● Your instructions
Using the material below, return exactly the lines between the one holding "point(186, 273)" and the one holding "point(896, 305)", inclusive, and no others.

---------- Data section ----------

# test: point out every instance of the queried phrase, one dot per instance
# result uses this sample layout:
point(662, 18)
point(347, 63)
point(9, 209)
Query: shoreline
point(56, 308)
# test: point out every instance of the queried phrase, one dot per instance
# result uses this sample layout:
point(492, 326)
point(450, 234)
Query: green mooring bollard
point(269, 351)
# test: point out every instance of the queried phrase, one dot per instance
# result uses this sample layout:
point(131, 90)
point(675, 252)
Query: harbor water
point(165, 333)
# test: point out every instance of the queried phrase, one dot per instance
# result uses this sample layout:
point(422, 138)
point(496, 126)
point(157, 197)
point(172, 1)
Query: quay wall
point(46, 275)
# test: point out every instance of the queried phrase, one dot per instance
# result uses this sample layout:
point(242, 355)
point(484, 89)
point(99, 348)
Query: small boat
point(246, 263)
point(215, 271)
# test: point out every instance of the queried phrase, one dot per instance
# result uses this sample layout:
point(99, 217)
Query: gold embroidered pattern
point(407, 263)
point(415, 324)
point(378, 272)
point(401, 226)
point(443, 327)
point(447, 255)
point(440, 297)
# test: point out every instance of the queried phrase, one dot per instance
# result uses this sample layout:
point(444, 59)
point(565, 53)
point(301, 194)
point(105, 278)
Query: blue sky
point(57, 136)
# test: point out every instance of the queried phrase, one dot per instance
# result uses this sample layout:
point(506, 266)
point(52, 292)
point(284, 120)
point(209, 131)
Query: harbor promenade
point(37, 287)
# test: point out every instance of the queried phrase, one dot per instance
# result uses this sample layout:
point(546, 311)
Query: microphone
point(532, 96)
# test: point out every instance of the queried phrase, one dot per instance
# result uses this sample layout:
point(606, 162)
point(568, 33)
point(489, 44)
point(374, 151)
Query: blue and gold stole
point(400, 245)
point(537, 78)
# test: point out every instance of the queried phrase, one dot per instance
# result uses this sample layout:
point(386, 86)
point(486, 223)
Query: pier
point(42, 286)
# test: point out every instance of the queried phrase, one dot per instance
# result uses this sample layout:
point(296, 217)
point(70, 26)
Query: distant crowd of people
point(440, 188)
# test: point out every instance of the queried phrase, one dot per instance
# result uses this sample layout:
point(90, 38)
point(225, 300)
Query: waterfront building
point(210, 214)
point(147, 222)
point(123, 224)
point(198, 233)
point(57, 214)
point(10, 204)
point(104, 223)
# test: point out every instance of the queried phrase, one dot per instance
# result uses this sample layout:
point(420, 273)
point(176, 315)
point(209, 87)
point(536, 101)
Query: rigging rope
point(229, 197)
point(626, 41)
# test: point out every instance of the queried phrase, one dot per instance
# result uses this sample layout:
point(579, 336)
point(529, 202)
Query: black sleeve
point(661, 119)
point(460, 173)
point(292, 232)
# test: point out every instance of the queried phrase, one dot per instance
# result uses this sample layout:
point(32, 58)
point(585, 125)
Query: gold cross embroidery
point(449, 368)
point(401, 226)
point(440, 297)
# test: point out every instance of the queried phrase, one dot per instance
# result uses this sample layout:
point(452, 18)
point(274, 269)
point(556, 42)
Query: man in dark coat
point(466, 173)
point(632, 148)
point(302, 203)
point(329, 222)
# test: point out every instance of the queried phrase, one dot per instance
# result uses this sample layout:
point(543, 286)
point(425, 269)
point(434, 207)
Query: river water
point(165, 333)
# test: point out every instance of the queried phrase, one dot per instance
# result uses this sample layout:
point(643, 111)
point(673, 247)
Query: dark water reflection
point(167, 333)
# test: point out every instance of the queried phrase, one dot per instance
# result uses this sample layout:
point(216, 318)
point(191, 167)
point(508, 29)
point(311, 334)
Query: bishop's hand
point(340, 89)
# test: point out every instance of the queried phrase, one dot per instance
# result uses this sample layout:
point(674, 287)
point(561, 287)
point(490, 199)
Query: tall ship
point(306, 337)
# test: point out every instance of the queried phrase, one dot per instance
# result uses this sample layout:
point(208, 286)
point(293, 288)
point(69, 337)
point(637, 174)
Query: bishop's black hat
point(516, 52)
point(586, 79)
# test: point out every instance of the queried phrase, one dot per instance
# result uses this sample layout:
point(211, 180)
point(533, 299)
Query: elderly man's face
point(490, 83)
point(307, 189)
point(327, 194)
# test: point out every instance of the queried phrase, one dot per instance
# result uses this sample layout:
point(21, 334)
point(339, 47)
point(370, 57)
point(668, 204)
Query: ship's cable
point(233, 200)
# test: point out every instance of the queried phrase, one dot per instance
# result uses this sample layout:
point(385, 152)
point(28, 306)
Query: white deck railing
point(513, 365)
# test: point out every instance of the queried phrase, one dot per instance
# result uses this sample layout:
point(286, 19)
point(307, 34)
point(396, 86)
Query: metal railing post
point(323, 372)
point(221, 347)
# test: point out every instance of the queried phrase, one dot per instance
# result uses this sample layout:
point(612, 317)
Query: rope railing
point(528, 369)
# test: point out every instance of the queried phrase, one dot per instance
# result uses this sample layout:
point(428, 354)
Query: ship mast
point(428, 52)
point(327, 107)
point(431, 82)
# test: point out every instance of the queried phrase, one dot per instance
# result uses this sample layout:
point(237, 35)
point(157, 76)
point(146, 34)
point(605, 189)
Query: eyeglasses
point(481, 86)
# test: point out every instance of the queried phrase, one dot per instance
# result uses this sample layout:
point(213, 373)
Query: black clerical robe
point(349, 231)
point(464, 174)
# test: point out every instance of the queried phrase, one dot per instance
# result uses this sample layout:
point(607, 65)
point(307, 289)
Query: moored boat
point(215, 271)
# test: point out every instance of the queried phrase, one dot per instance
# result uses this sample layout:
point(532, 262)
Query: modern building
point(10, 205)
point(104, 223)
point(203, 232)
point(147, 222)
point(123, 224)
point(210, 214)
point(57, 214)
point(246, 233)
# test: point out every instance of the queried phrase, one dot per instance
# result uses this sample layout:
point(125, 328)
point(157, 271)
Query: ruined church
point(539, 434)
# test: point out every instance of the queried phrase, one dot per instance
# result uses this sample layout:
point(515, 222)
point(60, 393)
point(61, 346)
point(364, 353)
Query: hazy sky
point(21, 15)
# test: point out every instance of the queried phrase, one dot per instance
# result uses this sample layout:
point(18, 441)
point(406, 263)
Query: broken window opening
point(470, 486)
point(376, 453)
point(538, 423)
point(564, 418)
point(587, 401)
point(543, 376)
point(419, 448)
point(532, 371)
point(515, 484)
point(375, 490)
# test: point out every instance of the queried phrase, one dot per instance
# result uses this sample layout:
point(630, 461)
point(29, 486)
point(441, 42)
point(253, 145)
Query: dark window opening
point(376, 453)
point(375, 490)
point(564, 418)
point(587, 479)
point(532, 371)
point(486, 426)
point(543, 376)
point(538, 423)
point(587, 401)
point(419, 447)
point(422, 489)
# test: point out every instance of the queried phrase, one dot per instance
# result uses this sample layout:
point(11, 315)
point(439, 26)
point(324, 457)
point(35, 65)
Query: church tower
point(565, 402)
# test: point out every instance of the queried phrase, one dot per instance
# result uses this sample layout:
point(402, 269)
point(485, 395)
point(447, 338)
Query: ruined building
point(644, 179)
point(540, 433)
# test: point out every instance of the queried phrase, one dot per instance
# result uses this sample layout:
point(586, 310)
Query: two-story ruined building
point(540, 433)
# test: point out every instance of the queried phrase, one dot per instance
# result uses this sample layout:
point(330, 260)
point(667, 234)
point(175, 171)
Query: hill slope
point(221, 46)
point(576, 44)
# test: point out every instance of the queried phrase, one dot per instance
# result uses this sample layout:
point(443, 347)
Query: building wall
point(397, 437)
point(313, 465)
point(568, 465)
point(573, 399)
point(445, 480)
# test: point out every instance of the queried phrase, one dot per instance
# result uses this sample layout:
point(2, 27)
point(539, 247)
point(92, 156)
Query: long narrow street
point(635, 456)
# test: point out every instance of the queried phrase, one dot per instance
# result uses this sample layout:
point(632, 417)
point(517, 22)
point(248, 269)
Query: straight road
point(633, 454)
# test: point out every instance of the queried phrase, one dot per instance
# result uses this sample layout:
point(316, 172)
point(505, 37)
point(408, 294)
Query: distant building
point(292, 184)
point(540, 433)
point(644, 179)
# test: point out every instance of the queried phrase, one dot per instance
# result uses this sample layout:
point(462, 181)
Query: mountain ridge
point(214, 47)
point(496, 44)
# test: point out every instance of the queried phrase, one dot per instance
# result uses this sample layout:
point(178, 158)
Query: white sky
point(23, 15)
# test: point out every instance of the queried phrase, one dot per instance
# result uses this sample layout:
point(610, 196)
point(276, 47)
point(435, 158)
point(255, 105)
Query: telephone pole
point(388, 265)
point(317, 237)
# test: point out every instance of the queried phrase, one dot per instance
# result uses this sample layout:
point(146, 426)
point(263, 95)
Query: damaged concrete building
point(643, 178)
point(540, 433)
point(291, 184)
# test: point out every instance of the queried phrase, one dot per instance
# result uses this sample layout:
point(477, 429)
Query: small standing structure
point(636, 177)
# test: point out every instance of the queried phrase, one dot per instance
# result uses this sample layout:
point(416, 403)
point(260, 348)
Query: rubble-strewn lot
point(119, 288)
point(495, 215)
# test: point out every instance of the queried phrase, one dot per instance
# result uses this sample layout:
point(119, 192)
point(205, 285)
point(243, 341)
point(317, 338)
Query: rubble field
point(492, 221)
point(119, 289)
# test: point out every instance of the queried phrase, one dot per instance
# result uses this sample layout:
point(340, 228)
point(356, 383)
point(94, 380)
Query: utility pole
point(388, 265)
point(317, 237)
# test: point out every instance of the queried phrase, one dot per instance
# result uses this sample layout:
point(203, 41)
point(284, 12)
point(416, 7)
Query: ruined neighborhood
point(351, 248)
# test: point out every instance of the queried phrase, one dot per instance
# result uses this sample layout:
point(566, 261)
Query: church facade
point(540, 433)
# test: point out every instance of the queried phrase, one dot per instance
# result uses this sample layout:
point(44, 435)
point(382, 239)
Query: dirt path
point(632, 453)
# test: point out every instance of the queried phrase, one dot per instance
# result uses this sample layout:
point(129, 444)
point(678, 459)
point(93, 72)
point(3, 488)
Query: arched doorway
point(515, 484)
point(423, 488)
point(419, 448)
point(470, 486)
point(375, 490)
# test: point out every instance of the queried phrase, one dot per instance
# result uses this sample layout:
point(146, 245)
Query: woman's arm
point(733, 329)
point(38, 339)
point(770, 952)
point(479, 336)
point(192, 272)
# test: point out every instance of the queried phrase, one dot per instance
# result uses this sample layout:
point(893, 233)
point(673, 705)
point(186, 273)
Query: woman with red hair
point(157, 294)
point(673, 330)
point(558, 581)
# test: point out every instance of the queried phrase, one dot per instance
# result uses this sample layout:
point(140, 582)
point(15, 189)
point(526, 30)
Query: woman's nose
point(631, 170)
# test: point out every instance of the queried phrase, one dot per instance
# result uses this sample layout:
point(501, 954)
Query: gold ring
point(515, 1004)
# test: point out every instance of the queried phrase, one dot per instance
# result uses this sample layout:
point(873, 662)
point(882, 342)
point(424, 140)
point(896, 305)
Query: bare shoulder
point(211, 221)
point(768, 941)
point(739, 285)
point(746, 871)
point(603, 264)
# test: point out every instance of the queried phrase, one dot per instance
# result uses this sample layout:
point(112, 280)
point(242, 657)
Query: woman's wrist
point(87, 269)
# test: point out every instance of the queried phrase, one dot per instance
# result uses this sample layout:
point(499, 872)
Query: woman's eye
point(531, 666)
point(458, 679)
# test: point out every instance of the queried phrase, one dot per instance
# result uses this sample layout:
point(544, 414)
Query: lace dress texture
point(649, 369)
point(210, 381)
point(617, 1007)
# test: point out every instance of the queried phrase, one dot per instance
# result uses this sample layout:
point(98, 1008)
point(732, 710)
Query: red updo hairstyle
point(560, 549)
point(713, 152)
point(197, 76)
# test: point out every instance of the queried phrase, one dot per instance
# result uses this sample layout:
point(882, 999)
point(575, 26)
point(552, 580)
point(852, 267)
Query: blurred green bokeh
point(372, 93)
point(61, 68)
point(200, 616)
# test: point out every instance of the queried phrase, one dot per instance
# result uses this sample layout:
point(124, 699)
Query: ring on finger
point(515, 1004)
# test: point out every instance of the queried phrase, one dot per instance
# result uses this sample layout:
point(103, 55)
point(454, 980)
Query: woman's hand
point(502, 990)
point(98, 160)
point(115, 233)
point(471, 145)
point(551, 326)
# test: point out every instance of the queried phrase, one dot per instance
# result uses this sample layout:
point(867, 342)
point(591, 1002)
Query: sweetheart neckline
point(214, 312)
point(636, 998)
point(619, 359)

----------

● Answer box
point(186, 273)
Query: woman with red hair
point(157, 294)
point(673, 330)
point(558, 581)
# test: point out every instance of the queried phrase, one dot per instance
# result uses this sample layout:
point(140, 582)
point(15, 189)
point(526, 30)
Query: woman's nose
point(631, 170)
# test: point out every instance of the queried phrase, one dot per instance
# result uses this sample layout:
point(501, 954)
Query: gold ring
point(515, 1004)
# test: point out every instance of the queried phrase, one dot per instance
# result uses this sample layout:
point(873, 662)
point(882, 342)
point(424, 140)
point(896, 305)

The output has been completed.